Render the stretch from the line containing "Can you see the white" through the end of the material as a JSON list of strings, one string per line, leaving out blank lines.

----- Given data

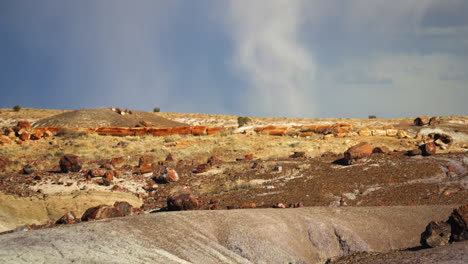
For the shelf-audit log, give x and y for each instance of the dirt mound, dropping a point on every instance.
(303, 235)
(103, 117)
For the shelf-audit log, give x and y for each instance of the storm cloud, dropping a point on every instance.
(259, 58)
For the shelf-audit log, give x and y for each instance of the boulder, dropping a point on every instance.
(28, 168)
(116, 161)
(392, 132)
(144, 165)
(25, 136)
(144, 123)
(171, 158)
(402, 134)
(36, 135)
(421, 121)
(248, 205)
(436, 234)
(249, 156)
(69, 163)
(458, 220)
(414, 152)
(435, 120)
(4, 161)
(101, 212)
(67, 218)
(143, 161)
(168, 175)
(109, 175)
(183, 200)
(4, 140)
(95, 173)
(381, 149)
(23, 125)
(365, 133)
(199, 130)
(428, 149)
(379, 132)
(124, 207)
(213, 160)
(204, 167)
(298, 154)
(357, 152)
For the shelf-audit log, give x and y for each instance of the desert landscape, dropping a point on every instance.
(200, 188)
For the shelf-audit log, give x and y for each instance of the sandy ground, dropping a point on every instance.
(303, 235)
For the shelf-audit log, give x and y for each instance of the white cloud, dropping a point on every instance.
(270, 56)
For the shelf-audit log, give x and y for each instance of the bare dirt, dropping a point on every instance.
(101, 117)
(270, 179)
(301, 235)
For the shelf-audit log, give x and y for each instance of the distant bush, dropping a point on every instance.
(243, 120)
(16, 108)
(68, 133)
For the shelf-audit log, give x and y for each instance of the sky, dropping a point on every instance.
(264, 58)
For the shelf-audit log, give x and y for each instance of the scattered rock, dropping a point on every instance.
(69, 163)
(4, 140)
(25, 136)
(421, 121)
(299, 154)
(278, 168)
(95, 173)
(214, 204)
(23, 125)
(213, 160)
(36, 135)
(458, 220)
(381, 149)
(402, 134)
(414, 152)
(248, 205)
(204, 167)
(145, 165)
(168, 175)
(256, 165)
(122, 144)
(109, 175)
(435, 120)
(183, 200)
(357, 152)
(428, 149)
(101, 212)
(124, 207)
(436, 234)
(144, 123)
(279, 205)
(117, 161)
(171, 158)
(67, 218)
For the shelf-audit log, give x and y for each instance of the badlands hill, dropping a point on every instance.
(304, 190)
(104, 117)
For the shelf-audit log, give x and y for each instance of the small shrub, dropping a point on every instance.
(243, 120)
(68, 133)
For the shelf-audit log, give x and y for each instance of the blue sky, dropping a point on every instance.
(296, 58)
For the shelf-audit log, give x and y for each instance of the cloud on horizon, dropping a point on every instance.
(263, 58)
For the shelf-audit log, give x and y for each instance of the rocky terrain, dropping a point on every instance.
(77, 167)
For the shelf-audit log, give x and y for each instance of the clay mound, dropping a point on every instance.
(303, 235)
(104, 117)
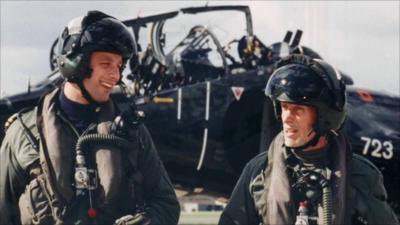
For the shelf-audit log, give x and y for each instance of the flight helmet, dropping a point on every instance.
(83, 35)
(303, 80)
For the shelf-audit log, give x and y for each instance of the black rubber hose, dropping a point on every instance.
(327, 205)
(105, 139)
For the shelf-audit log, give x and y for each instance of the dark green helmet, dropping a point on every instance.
(94, 32)
(302, 80)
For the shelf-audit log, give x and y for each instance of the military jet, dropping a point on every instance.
(205, 105)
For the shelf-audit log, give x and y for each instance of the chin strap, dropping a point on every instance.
(310, 143)
(86, 94)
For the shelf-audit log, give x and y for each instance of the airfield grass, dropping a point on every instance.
(199, 218)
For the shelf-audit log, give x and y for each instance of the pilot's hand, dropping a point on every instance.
(137, 219)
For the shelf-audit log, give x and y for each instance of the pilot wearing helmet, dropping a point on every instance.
(76, 158)
(309, 174)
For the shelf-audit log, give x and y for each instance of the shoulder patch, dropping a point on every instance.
(10, 121)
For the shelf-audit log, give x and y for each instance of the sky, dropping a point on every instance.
(360, 38)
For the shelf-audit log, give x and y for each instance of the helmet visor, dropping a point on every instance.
(295, 83)
(109, 35)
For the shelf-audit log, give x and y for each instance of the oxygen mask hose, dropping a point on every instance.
(104, 139)
(326, 202)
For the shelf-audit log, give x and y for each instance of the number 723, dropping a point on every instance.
(377, 148)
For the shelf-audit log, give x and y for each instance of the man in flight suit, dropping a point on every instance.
(309, 174)
(76, 158)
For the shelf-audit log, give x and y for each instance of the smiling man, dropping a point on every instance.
(309, 175)
(76, 158)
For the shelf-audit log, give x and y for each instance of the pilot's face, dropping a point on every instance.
(298, 121)
(105, 75)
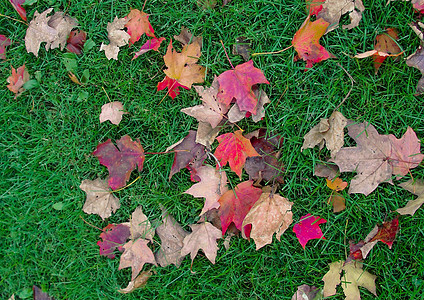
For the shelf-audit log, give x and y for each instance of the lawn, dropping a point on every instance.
(49, 132)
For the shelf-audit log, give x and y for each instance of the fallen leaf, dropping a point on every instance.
(171, 235)
(308, 229)
(120, 161)
(137, 25)
(182, 66)
(212, 185)
(416, 187)
(238, 84)
(234, 148)
(306, 42)
(270, 214)
(188, 154)
(117, 38)
(136, 254)
(17, 5)
(330, 131)
(99, 199)
(376, 157)
(235, 204)
(138, 282)
(76, 41)
(17, 80)
(113, 237)
(112, 111)
(354, 277)
(152, 44)
(203, 237)
(4, 41)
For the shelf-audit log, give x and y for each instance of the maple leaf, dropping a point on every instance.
(212, 185)
(117, 38)
(308, 229)
(136, 254)
(17, 5)
(270, 214)
(235, 204)
(306, 42)
(238, 84)
(330, 131)
(211, 110)
(113, 112)
(376, 157)
(189, 154)
(171, 235)
(354, 277)
(416, 187)
(203, 236)
(4, 41)
(152, 44)
(99, 199)
(234, 148)
(138, 24)
(113, 236)
(17, 80)
(76, 41)
(182, 66)
(385, 46)
(385, 233)
(120, 161)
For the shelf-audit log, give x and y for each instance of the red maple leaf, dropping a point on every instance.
(308, 229)
(234, 148)
(113, 236)
(120, 161)
(238, 84)
(234, 205)
(172, 86)
(306, 42)
(138, 24)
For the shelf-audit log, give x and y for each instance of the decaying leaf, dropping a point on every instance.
(99, 199)
(308, 229)
(270, 214)
(117, 38)
(330, 131)
(203, 237)
(416, 187)
(306, 42)
(376, 157)
(120, 161)
(172, 236)
(113, 112)
(136, 254)
(212, 185)
(353, 278)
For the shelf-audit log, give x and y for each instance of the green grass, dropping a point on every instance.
(48, 134)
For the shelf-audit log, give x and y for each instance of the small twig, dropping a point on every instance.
(274, 52)
(90, 224)
(351, 88)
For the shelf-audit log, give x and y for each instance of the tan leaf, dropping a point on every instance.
(203, 237)
(211, 186)
(99, 199)
(117, 37)
(171, 235)
(328, 130)
(416, 188)
(113, 112)
(136, 254)
(270, 214)
(139, 282)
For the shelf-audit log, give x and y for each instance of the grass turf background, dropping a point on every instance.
(48, 134)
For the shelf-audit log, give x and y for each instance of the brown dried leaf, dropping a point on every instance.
(99, 199)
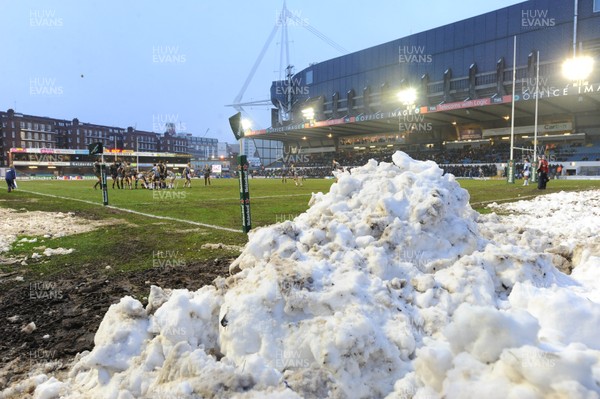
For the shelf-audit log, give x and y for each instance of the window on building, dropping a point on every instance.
(309, 77)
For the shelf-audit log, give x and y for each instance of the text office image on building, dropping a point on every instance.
(452, 87)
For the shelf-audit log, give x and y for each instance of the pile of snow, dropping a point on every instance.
(390, 285)
(46, 224)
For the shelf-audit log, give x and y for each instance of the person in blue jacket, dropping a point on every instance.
(11, 176)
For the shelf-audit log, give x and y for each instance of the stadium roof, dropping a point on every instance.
(566, 100)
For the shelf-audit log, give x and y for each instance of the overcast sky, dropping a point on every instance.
(142, 63)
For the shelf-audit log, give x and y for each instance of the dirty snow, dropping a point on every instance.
(390, 285)
(41, 224)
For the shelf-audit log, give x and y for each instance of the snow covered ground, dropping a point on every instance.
(390, 285)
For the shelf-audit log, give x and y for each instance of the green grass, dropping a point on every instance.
(133, 243)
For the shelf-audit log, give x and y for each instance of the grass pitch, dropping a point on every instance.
(136, 243)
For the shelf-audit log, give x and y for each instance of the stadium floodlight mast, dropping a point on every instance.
(579, 67)
(510, 175)
(309, 114)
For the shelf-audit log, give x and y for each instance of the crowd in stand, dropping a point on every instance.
(465, 162)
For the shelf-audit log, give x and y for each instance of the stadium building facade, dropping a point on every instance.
(59, 146)
(461, 76)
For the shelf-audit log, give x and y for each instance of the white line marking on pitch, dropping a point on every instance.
(257, 197)
(504, 199)
(210, 226)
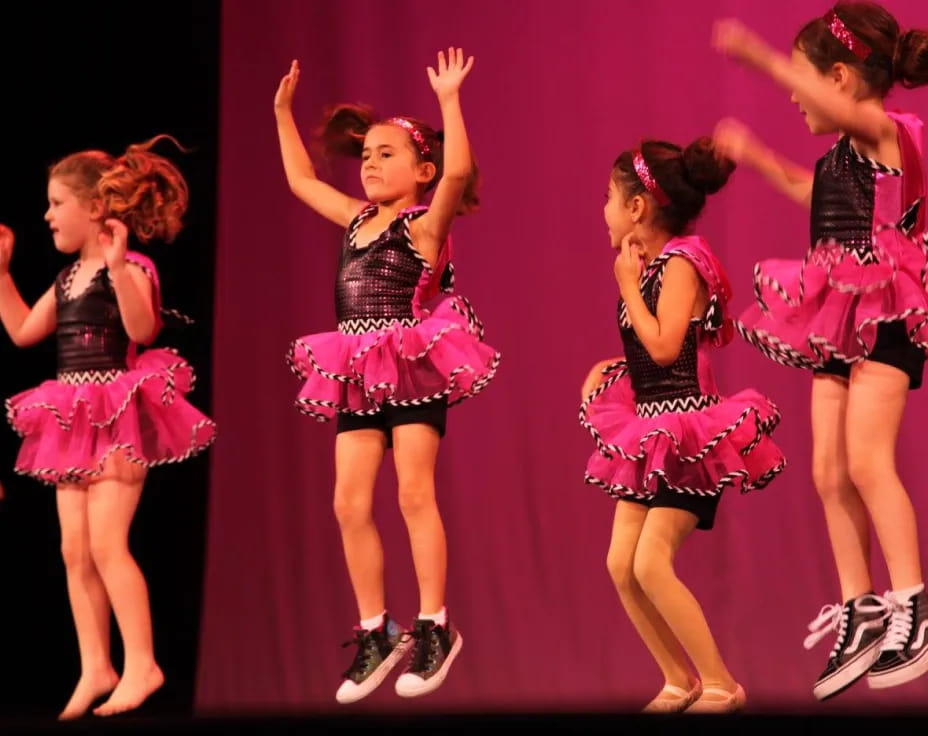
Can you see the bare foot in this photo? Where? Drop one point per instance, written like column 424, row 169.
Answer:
column 89, row 688
column 133, row 689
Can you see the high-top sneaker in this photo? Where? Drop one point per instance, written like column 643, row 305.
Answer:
column 434, row 649
column 904, row 654
column 861, row 626
column 379, row 651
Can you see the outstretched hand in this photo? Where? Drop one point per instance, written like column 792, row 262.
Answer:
column 283, row 100
column 446, row 82
column 731, row 37
column 114, row 239
column 6, row 248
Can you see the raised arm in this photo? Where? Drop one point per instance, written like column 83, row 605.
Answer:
column 25, row 326
column 431, row 230
column 301, row 176
column 867, row 123
column 733, row 140
column 661, row 334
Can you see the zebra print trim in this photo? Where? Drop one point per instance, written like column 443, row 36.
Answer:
column 168, row 393
column 311, row 407
column 780, row 352
column 608, row 450
column 86, row 476
column 648, row 409
column 474, row 327
column 619, row 491
column 363, row 325
column 709, row 321
column 874, row 164
column 406, row 217
column 77, row 378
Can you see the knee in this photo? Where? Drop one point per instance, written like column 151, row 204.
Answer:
column 106, row 551
column 652, row 568
column 867, row 471
column 619, row 563
column 831, row 480
column 416, row 495
column 75, row 551
column 351, row 509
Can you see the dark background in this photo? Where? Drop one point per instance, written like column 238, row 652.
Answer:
column 76, row 77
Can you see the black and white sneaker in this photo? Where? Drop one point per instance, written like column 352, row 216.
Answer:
column 379, row 651
column 434, row 649
column 861, row 626
column 904, row 654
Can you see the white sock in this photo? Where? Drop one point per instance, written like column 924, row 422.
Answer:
column 440, row 618
column 906, row 593
column 375, row 622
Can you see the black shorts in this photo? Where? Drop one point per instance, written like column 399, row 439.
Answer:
column 892, row 347
column 702, row 507
column 433, row 413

----------

- _Output of the task_:
[
  "Can you see the white sock in this photo? Where? Drop one point per instance, written like column 924, row 422.",
  "Answer:",
  "column 440, row 618",
  "column 906, row 593",
  "column 375, row 622",
  "Can you see the black shorts in this photo? Where? Drop one point per instance, written like column 399, row 439.",
  "Answer:",
  "column 892, row 347",
  "column 702, row 507",
  "column 433, row 413"
]